[Region pointing data]
....

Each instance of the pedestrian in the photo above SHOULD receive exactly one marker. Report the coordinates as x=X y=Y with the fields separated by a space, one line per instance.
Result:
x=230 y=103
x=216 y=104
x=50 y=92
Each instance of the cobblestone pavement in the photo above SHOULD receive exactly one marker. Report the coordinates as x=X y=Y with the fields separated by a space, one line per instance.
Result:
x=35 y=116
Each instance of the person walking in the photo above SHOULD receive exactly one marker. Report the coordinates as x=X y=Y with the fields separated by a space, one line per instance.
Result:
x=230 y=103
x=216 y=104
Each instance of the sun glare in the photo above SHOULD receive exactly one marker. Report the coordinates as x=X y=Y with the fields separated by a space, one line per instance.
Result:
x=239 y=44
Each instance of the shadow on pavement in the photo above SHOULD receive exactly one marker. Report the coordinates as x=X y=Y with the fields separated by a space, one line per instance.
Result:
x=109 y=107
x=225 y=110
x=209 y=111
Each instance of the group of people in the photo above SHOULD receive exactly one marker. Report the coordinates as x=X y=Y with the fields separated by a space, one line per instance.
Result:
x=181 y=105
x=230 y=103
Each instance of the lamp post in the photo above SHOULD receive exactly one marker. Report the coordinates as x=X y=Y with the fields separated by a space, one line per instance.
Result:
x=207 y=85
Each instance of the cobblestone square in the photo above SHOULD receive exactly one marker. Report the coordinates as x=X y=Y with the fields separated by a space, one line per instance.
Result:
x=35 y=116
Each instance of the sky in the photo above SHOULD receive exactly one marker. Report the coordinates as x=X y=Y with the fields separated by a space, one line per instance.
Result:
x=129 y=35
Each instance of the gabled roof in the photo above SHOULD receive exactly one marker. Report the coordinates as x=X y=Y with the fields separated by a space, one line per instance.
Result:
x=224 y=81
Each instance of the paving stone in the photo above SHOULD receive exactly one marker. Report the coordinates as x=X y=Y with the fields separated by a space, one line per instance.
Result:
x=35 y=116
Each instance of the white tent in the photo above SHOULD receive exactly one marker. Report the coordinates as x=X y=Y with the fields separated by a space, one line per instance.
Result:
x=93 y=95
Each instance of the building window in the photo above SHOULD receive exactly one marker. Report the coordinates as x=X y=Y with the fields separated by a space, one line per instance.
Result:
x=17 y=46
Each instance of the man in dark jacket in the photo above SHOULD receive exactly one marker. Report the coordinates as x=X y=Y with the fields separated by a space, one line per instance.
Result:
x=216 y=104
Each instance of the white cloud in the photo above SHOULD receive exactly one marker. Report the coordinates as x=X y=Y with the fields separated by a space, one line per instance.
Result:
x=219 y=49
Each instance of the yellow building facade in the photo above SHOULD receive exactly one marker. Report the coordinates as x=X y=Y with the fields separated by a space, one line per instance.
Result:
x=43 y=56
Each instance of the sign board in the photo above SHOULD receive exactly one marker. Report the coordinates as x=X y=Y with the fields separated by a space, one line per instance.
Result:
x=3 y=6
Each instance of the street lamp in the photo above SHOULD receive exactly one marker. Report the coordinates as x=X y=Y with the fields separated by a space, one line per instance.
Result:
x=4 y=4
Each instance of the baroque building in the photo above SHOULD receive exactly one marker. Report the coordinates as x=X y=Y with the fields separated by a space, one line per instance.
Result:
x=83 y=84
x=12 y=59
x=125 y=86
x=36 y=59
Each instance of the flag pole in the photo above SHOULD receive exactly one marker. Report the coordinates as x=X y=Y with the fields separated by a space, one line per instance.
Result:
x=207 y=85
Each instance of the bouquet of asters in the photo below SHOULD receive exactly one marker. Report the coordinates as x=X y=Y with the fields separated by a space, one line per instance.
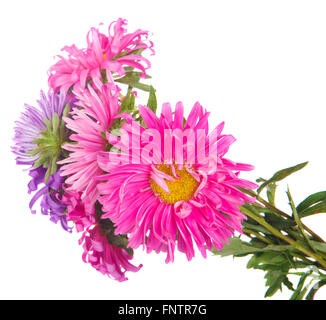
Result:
x=124 y=176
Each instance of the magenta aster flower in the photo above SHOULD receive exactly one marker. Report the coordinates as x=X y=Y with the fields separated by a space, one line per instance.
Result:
x=110 y=53
x=162 y=202
x=39 y=136
x=105 y=251
x=99 y=107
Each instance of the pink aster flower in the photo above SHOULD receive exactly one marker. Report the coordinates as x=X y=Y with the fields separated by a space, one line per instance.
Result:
x=99 y=107
x=110 y=52
x=163 y=203
x=104 y=256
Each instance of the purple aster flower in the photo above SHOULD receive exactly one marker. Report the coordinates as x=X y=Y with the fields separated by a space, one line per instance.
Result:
x=39 y=136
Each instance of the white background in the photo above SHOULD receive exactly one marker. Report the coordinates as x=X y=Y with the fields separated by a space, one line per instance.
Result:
x=260 y=66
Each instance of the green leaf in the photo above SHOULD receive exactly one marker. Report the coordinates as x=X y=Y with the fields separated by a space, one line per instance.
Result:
x=279 y=222
x=315 y=288
x=128 y=103
x=274 y=280
x=271 y=189
x=297 y=295
x=317 y=208
x=132 y=79
x=312 y=199
x=235 y=247
x=297 y=219
x=152 y=101
x=280 y=175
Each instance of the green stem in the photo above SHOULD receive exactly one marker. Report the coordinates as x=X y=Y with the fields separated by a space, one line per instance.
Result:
x=277 y=233
x=246 y=230
x=276 y=210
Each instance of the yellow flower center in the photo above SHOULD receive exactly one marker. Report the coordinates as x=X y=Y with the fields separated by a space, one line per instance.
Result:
x=182 y=188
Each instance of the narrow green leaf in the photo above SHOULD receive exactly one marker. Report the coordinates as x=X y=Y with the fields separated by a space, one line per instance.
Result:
x=132 y=79
x=271 y=189
x=297 y=220
x=152 y=101
x=274 y=280
x=280 y=175
x=315 y=288
x=296 y=295
x=314 y=209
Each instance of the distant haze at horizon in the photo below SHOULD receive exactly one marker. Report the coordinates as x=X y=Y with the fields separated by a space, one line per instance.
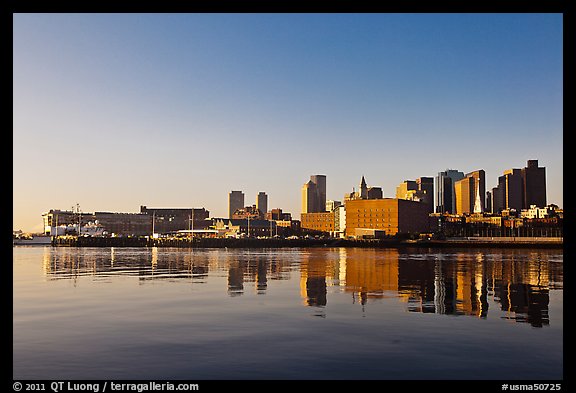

....

> **What you should do**: Number of lines above containing "flower": state it and nothing else.

> **Your response**: 4